:: PROBLEM STATEMENT ::
Could you print every one of the entries below line for line, without changing anything?

Entries from a point annotation set
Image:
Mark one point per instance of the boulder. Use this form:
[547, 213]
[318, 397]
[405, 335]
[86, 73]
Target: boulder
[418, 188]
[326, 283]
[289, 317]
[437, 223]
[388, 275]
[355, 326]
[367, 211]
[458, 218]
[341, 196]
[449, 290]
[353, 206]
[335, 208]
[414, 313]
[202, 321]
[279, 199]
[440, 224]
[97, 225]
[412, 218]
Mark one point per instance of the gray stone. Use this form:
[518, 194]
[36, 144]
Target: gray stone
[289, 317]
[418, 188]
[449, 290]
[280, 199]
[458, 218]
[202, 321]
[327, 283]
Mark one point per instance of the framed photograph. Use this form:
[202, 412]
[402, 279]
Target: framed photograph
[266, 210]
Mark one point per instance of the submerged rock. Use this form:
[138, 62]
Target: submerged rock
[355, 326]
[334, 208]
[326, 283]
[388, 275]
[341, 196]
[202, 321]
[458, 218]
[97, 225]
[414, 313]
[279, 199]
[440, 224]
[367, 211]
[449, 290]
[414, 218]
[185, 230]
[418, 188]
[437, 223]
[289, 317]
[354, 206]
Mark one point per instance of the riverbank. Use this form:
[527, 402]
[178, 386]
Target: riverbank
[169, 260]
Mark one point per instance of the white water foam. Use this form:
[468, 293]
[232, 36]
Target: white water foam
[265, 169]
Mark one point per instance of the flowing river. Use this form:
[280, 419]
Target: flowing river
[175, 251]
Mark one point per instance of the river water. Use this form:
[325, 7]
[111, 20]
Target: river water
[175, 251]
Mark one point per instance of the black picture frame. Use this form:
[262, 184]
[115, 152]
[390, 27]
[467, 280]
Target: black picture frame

:: SOLUTION TO THE EXERCISE ::
Image:
Mark one point per instance of the boulder. Use this form:
[547, 213]
[318, 397]
[405, 335]
[86, 73]
Target: boulder
[418, 188]
[326, 283]
[289, 317]
[437, 223]
[388, 275]
[355, 326]
[367, 211]
[458, 218]
[341, 196]
[449, 290]
[353, 206]
[335, 208]
[414, 313]
[202, 321]
[279, 199]
[440, 224]
[97, 225]
[412, 218]
Mark one point per instance of the gray stone. Use this form:
[518, 194]
[36, 144]
Target: gray stone
[289, 317]
[418, 188]
[449, 290]
[280, 199]
[458, 218]
[202, 321]
[327, 283]
Mark one point per instance of the framed photograph. Use this form:
[202, 412]
[402, 279]
Target: framed photograph
[266, 210]
Mark one point per instance of the submerged rock. Use this form:
[138, 62]
Target: submerged rock
[355, 326]
[334, 208]
[326, 283]
[388, 275]
[341, 196]
[202, 321]
[458, 218]
[97, 225]
[414, 313]
[279, 199]
[440, 224]
[367, 211]
[449, 290]
[414, 218]
[185, 230]
[418, 188]
[437, 223]
[289, 317]
[354, 206]
Mark one point per instance of the riverbank. Use this form:
[527, 402]
[178, 386]
Target: riverbank
[169, 260]
Mark one point per instance of the white water foam. Use this form:
[468, 293]
[232, 36]
Target: white water foam
[265, 169]
Mark one point per instance of the flowing river. Use this form:
[280, 419]
Target: flowing river
[175, 251]
Mark one point per instance of the river water. Use this form:
[325, 7]
[111, 20]
Target: river water
[175, 251]
Mark one point per instance of the black picture frame. Use this form:
[262, 184]
[115, 152]
[390, 27]
[467, 280]
Target: black picture frame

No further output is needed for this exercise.